[What needs to be done] In the entries below, find the line with "lookup round dining table" and print exactly every line from there up to and including the line with "lookup red chair cushion", with no other lines.
-------- Dataset extract --------
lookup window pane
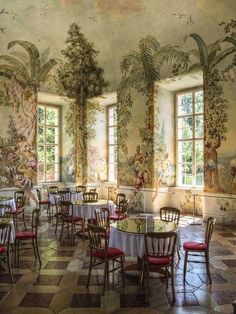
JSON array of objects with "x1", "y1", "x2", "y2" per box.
[
  {"x1": 178, "y1": 117, "x2": 193, "y2": 139},
  {"x1": 195, "y1": 115, "x2": 203, "y2": 138},
  {"x1": 38, "y1": 106, "x2": 45, "y2": 124},
  {"x1": 38, "y1": 146, "x2": 44, "y2": 162},
  {"x1": 178, "y1": 93, "x2": 192, "y2": 115},
  {"x1": 38, "y1": 126, "x2": 44, "y2": 144},
  {"x1": 46, "y1": 107, "x2": 58, "y2": 125},
  {"x1": 182, "y1": 141, "x2": 193, "y2": 162},
  {"x1": 195, "y1": 91, "x2": 203, "y2": 113},
  {"x1": 195, "y1": 140, "x2": 204, "y2": 162}
]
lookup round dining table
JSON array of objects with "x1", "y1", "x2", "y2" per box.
[
  {"x1": 109, "y1": 216, "x2": 177, "y2": 257},
  {"x1": 49, "y1": 191, "x2": 83, "y2": 204},
  {"x1": 72, "y1": 199, "x2": 115, "y2": 219},
  {"x1": 0, "y1": 196, "x2": 16, "y2": 213}
]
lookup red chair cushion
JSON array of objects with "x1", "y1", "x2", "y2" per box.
[
  {"x1": 183, "y1": 241, "x2": 207, "y2": 251},
  {"x1": 0, "y1": 246, "x2": 7, "y2": 254},
  {"x1": 93, "y1": 247, "x2": 123, "y2": 259},
  {"x1": 63, "y1": 216, "x2": 83, "y2": 222},
  {"x1": 16, "y1": 231, "x2": 36, "y2": 239},
  {"x1": 40, "y1": 200, "x2": 50, "y2": 205},
  {"x1": 146, "y1": 255, "x2": 171, "y2": 266},
  {"x1": 110, "y1": 214, "x2": 125, "y2": 221}
]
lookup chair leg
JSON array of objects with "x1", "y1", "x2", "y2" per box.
[
  {"x1": 183, "y1": 250, "x2": 188, "y2": 282},
  {"x1": 32, "y1": 239, "x2": 37, "y2": 260},
  {"x1": 103, "y1": 260, "x2": 108, "y2": 295},
  {"x1": 205, "y1": 251, "x2": 212, "y2": 284},
  {"x1": 35, "y1": 239, "x2": 42, "y2": 265},
  {"x1": 7, "y1": 252, "x2": 14, "y2": 283},
  {"x1": 17, "y1": 241, "x2": 20, "y2": 268},
  {"x1": 145, "y1": 264, "x2": 150, "y2": 302},
  {"x1": 86, "y1": 254, "x2": 93, "y2": 288},
  {"x1": 121, "y1": 256, "x2": 125, "y2": 289},
  {"x1": 59, "y1": 221, "x2": 64, "y2": 242},
  {"x1": 170, "y1": 265, "x2": 175, "y2": 303}
]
--------
[Output of the exercise]
lookup round dining table
JSON array of objects with "x1", "y1", "x2", "y2" per box.
[
  {"x1": 109, "y1": 216, "x2": 177, "y2": 257},
  {"x1": 49, "y1": 191, "x2": 83, "y2": 204},
  {"x1": 72, "y1": 199, "x2": 115, "y2": 219},
  {"x1": 0, "y1": 196, "x2": 16, "y2": 213}
]
lookup red chair cushion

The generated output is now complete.